**** AVAILABLE RECORDS
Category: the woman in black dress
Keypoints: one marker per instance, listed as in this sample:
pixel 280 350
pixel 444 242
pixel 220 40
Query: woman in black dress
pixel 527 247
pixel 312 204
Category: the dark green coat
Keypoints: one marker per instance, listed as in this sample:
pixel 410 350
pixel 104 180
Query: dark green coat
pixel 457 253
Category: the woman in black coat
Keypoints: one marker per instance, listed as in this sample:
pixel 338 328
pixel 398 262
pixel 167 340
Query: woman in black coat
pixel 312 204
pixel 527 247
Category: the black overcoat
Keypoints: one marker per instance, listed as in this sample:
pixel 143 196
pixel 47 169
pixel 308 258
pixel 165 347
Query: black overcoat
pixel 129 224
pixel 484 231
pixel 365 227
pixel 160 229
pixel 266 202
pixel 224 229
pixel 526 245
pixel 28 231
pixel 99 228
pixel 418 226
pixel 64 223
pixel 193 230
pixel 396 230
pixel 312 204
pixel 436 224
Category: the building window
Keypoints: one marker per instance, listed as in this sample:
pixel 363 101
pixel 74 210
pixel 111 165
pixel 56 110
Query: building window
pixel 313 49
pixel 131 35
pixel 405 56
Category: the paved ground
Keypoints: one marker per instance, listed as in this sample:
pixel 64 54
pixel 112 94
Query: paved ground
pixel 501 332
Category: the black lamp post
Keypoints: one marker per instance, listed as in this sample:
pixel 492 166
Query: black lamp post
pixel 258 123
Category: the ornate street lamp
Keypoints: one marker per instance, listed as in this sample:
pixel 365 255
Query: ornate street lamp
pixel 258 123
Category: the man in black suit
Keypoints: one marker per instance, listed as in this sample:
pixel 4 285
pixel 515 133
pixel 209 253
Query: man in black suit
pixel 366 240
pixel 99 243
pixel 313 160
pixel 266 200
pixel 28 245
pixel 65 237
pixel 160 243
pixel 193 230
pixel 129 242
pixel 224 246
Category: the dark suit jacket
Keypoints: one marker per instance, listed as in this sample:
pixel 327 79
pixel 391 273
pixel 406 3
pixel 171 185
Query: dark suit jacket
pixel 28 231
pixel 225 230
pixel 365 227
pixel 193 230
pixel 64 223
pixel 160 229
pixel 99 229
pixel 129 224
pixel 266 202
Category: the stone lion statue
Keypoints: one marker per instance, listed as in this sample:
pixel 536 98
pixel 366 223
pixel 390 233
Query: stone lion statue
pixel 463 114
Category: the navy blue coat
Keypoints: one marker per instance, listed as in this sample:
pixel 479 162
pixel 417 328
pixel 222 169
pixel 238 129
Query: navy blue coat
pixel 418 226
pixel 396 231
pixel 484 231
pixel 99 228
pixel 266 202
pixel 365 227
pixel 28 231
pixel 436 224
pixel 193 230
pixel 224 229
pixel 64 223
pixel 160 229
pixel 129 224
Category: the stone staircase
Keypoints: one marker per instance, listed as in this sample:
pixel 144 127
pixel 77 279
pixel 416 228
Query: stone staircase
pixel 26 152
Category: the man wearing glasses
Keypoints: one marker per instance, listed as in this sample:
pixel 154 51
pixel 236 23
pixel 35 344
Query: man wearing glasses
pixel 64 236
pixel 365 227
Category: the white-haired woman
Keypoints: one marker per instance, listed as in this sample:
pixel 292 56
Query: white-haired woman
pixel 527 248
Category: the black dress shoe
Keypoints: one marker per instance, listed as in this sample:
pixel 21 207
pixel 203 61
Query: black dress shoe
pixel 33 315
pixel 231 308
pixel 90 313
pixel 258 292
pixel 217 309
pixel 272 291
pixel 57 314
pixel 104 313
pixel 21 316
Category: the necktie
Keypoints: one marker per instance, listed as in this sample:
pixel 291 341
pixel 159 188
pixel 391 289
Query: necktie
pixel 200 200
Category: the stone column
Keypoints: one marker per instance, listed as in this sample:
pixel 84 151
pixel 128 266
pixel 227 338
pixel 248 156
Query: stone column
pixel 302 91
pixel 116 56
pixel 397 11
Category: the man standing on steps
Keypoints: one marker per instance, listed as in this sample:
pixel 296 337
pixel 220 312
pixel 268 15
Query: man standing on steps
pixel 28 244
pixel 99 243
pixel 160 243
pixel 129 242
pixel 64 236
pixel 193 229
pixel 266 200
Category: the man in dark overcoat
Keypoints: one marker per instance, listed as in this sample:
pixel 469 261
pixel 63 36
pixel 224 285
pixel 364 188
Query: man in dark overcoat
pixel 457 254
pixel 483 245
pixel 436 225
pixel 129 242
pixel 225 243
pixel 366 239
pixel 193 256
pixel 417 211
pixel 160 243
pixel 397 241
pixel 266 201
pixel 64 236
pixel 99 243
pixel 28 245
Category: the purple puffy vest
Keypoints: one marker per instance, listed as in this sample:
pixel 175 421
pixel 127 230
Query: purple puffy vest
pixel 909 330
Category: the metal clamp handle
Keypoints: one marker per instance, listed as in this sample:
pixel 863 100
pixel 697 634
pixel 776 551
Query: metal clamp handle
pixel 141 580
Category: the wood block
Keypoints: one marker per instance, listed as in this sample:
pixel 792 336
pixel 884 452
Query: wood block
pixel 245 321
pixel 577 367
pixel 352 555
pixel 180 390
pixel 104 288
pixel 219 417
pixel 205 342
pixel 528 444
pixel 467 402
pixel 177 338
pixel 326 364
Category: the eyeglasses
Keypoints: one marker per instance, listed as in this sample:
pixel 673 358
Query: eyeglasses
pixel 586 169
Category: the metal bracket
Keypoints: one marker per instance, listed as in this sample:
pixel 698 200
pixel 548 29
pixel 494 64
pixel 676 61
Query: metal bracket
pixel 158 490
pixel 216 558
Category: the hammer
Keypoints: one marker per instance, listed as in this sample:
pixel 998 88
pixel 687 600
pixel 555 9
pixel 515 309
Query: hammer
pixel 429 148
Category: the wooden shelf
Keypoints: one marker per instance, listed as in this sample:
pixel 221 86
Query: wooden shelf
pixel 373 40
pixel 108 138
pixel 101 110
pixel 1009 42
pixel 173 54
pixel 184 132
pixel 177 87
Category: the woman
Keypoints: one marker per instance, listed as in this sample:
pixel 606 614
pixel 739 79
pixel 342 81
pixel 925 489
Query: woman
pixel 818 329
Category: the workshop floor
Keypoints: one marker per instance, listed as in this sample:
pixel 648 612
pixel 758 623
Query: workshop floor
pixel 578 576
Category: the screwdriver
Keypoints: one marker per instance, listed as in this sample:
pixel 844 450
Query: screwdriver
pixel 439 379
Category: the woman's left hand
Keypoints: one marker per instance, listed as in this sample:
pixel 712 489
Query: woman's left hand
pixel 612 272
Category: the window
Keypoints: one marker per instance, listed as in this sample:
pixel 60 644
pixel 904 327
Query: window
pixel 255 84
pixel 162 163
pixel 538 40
********
Look above for the line containing "Category: the stone staircase". Output from there through the line containing "pixel 159 188", exactly and inclusively.

Category: the stone staircase
Keypoints: one marker per instance, listed as in this sample:
pixel 144 127
pixel 77 279
pixel 416 228
Query: stone staircase
pixel 26 152
Category: the man wearing glasses
Keypoints: one marker per instance, listed as in this sample:
pixel 154 51
pixel 236 23
pixel 35 344
Query: man wearing glasses
pixel 64 236
pixel 365 227
Category: the white-haired woman
Keypoints: one marker per instance, listed as in this sample:
pixel 292 56
Query: white-haired woman
pixel 527 248
Category: the black dress shoe
Keypoints: one marker per instance, listed as in this sample:
pixel 21 207
pixel 203 61
Query: black dress shoe
pixel 33 315
pixel 231 308
pixel 90 313
pixel 258 292
pixel 217 309
pixel 272 291
pixel 57 314
pixel 104 313
pixel 21 316
Category: the necktie
Keypoints: one marker per instance, listed as in this sample:
pixel 291 341
pixel 159 188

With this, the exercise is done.